== Segment start ==
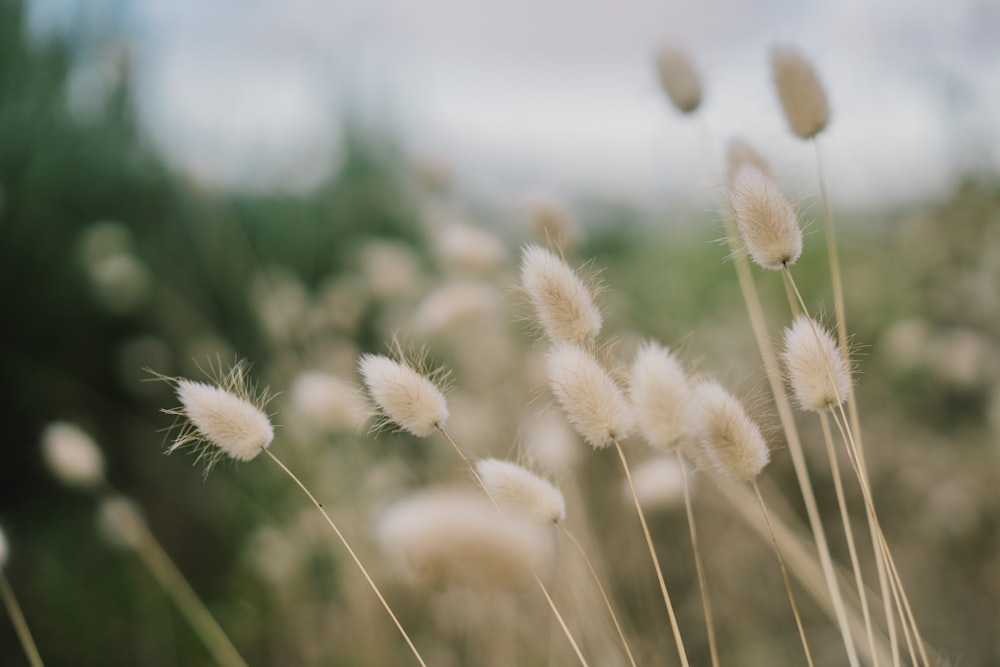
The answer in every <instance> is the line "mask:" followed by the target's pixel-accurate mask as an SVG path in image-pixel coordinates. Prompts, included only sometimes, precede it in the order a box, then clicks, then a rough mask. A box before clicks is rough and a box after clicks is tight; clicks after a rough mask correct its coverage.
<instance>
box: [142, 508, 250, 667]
mask: <svg viewBox="0 0 1000 667" xmlns="http://www.w3.org/2000/svg"><path fill="white" fill-rule="evenodd" d="M136 529H137V530H138V533H137V535H136V537H137V538H138V539H137V540H136V542H135V545H134V551H135V554H136V556H138V557H139V560H141V561H142V563H143V565H145V566H146V569H147V570H149V573H150V574H151V575H152V576H153V578H154V579H155V580H156V583H158V584H159V585H160V588H162V589H163V592H164V593H166V594H167V596H168V597H169V598H170V599H171V600H172V601H173V603H174V604H175V605H177V608H178V610H180V613H181V615H182V616H183V617H184V618H185V619H186V620H187V622H188V623H189V624H190V625H191V629H192V630H194V633H195V634H196V635H198V637H199V639H201V641H202V643H204V644H205V648H206V649H208V652H209V653H210V654H211V655H212V658H213V659H214V660H215V662H216V663H218V664H219V665H224V666H225V667H246V664H247V663H246V661H245V660H243V658H242V656H240V654H239V651H237V650H236V647H235V646H233V643H232V642H231V641H230V640H229V637H228V636H227V635H226V633H225V632H224V631H223V630H222V628H221V627H220V626H219V623H218V622H217V621H216V620H215V617H214V616H212V613H211V612H210V611H209V610H208V608H207V607H205V604H204V603H203V602H202V601H201V598H199V597H198V594H197V593H195V592H194V589H193V588H191V584H189V583H188V581H187V579H185V578H184V575H183V574H182V573H181V571H180V570H179V569H178V568H177V565H175V564H174V561H173V560H171V558H170V556H169V555H167V552H166V551H164V550H163V547H162V546H160V543H159V541H157V539H156V537H154V536H153V534H152V533H151V532H150V531H149V528H147V527H146V524H145V523H144V522H140V523H138V524H137V525H136Z"/></svg>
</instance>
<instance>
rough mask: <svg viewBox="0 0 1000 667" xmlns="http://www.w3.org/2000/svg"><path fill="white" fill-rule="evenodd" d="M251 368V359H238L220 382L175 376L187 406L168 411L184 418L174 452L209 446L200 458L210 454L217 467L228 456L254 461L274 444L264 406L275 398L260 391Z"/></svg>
== Segment end ==
YOUR TASK:
Please copy out every line of the preceding listing that carries "instance".

YOUR SOLUTION:
The answer in every <instance> is the line "mask:" followed by the target's pixel-accurate mask as an SVG path in image-pixel coordinates. Prompts, included only sometimes, precede it in the order a box, then clicks, then a rough mask. A box before clicks is rough and a box after clicks is tight; clicks after a rough mask correct its coverage.
<instance>
</instance>
<instance>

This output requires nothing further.